■ **WHAT TO WORK ON**
Rewrite everything from the line containing "In this exercise you will mark every instance of the pupil" down to the line containing "<point>192,241</point>", both included. Keep every line as is, but shift each point coordinate in the answers by -123.

━━ RECORD EXCERPTS ━━

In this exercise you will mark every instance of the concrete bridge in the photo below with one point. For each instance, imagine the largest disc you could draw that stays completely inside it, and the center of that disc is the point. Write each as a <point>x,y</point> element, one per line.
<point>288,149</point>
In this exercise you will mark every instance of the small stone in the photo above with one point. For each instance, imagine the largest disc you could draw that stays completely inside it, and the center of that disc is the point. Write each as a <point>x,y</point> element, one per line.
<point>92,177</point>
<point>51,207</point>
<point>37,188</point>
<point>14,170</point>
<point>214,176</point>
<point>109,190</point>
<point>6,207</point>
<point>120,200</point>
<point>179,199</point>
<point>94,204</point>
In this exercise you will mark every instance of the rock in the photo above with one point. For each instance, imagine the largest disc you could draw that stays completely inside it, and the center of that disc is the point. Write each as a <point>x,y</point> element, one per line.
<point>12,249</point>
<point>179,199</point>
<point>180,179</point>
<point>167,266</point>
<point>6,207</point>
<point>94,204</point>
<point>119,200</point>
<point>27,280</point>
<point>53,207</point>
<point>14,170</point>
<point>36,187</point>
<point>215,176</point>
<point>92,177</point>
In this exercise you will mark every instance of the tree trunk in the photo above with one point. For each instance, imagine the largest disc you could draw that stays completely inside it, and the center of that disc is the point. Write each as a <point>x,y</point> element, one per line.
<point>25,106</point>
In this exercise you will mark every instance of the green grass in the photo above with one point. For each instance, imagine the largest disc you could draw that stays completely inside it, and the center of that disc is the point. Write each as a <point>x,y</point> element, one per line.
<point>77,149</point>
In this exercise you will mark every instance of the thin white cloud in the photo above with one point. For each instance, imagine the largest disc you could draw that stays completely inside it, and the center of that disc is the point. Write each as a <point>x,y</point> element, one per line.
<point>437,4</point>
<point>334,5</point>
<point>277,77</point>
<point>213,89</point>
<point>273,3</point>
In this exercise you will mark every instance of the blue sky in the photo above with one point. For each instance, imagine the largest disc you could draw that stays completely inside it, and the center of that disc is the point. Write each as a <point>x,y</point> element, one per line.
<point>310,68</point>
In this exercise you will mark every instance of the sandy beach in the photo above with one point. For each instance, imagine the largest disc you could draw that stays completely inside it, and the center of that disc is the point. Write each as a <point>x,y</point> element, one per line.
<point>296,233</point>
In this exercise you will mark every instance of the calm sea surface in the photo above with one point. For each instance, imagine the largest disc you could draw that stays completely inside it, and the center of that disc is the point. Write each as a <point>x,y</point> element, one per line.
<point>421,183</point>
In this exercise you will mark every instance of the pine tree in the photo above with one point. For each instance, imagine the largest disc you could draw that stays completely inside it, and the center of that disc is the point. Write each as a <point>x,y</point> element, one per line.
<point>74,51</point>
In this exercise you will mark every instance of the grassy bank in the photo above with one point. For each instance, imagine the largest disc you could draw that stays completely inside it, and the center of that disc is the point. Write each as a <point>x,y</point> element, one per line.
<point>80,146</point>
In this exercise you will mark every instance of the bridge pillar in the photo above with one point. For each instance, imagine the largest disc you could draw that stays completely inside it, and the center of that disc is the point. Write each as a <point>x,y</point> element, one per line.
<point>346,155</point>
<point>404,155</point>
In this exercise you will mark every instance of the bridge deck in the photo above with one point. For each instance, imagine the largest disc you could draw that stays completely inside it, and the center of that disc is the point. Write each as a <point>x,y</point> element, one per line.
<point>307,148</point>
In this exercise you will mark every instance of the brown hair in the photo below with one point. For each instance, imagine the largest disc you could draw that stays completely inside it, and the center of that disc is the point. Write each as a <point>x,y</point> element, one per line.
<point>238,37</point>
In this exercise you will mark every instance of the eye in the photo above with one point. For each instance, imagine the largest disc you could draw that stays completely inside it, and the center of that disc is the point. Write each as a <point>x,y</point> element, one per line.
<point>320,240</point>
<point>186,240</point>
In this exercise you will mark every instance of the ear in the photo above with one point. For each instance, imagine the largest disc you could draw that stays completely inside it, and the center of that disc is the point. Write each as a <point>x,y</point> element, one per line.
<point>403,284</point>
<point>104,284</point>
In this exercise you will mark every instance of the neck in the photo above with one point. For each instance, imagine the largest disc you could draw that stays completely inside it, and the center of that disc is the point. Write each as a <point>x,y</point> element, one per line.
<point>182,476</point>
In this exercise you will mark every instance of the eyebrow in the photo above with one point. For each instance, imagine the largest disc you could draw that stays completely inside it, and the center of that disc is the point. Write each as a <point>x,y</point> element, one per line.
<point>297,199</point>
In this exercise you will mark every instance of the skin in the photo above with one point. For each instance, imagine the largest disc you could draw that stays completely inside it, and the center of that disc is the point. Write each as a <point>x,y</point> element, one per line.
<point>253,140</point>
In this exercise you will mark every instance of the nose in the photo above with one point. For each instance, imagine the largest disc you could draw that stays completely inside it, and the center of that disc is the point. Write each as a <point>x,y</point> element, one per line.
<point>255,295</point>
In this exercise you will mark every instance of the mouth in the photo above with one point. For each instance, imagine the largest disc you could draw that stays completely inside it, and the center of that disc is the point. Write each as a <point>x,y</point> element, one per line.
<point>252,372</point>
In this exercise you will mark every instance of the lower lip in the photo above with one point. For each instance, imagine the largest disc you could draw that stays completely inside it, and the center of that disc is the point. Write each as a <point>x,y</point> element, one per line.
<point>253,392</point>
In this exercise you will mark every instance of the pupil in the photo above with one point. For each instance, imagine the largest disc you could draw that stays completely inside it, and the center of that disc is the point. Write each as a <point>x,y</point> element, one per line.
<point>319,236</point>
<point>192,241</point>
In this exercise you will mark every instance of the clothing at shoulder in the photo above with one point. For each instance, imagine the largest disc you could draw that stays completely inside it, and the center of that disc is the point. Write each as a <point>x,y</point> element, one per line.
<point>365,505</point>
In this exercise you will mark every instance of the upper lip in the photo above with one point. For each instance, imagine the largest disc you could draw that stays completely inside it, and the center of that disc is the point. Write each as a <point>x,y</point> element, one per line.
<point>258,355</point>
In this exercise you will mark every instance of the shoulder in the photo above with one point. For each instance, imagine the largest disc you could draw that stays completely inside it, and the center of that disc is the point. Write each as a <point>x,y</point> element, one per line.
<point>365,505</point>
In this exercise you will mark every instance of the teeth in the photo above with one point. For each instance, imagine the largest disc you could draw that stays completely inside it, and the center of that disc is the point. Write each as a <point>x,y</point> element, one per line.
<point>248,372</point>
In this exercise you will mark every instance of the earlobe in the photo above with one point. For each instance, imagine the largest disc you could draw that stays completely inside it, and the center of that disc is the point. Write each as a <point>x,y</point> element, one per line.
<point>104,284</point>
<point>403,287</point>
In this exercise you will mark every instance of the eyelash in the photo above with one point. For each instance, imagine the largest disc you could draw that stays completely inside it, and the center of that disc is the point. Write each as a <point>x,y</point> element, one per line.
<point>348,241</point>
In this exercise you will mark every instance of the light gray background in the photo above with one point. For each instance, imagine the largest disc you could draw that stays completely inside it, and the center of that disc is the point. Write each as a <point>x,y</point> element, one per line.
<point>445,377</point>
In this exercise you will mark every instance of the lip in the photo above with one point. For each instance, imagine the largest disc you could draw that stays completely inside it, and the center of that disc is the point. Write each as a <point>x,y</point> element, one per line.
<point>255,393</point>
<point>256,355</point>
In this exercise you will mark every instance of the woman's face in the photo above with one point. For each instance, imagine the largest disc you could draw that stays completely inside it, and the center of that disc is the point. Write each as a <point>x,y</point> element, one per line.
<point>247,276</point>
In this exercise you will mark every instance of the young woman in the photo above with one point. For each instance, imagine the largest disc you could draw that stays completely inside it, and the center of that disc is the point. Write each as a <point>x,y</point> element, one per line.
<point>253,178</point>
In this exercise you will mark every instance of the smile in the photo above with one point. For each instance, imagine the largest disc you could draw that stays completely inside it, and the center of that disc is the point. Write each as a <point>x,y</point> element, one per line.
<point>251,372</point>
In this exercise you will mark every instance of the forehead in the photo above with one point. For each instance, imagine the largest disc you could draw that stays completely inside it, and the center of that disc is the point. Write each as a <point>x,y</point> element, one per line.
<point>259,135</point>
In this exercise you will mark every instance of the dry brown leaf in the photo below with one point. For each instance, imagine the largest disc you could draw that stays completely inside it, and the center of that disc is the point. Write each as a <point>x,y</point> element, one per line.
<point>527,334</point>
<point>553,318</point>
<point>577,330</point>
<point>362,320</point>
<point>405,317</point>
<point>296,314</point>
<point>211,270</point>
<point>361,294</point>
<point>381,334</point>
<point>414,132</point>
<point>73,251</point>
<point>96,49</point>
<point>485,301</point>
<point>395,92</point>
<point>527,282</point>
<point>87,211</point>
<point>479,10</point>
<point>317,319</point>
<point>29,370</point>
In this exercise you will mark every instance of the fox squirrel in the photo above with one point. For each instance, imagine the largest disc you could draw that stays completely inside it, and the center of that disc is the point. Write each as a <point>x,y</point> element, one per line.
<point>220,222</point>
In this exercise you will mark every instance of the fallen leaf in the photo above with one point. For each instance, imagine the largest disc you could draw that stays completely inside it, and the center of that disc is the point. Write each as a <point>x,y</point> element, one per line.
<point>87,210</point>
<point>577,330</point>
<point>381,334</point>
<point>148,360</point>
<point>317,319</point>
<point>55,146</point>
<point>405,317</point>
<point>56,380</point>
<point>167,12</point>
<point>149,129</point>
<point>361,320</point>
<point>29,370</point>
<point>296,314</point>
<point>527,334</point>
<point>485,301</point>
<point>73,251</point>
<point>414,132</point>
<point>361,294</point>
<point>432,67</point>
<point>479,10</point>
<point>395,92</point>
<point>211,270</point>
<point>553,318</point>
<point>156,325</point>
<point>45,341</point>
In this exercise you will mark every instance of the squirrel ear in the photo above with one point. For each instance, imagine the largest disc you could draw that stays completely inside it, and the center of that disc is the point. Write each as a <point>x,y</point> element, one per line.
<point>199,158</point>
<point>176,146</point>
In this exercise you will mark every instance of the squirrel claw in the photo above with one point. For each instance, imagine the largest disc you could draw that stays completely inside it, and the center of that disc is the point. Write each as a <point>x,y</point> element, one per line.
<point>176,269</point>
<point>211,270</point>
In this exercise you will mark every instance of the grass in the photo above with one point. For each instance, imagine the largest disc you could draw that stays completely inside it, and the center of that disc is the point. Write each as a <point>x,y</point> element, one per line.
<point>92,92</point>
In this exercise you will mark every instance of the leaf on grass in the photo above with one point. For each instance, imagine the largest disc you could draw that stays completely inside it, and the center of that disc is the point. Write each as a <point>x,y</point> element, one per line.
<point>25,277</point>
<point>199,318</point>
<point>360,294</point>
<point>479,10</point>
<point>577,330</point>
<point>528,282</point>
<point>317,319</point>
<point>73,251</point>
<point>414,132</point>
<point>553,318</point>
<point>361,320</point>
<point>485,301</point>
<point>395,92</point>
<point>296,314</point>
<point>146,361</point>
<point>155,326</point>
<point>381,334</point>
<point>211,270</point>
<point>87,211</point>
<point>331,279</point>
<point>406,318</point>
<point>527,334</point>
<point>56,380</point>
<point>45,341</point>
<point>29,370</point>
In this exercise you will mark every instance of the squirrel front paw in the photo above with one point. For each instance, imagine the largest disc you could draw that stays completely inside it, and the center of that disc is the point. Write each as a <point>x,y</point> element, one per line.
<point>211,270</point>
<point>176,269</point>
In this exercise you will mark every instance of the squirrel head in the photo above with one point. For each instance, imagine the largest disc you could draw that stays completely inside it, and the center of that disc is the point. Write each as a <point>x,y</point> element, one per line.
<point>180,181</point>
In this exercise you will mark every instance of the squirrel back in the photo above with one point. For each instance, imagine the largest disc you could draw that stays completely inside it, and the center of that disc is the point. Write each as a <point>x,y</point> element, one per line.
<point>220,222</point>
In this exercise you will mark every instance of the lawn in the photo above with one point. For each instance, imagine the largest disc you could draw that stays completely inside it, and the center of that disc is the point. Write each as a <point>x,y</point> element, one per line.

━━━

■ **TASK ANSWER**
In this exercise you will mark every instance of the pupil in the photo above with one point. For each instance, imagine the largest disc you could draw that stays completely inside it, and the center of that disc is the point. Write each as a <point>x,y</point> element, one per line.
<point>196,113</point>
<point>69,118</point>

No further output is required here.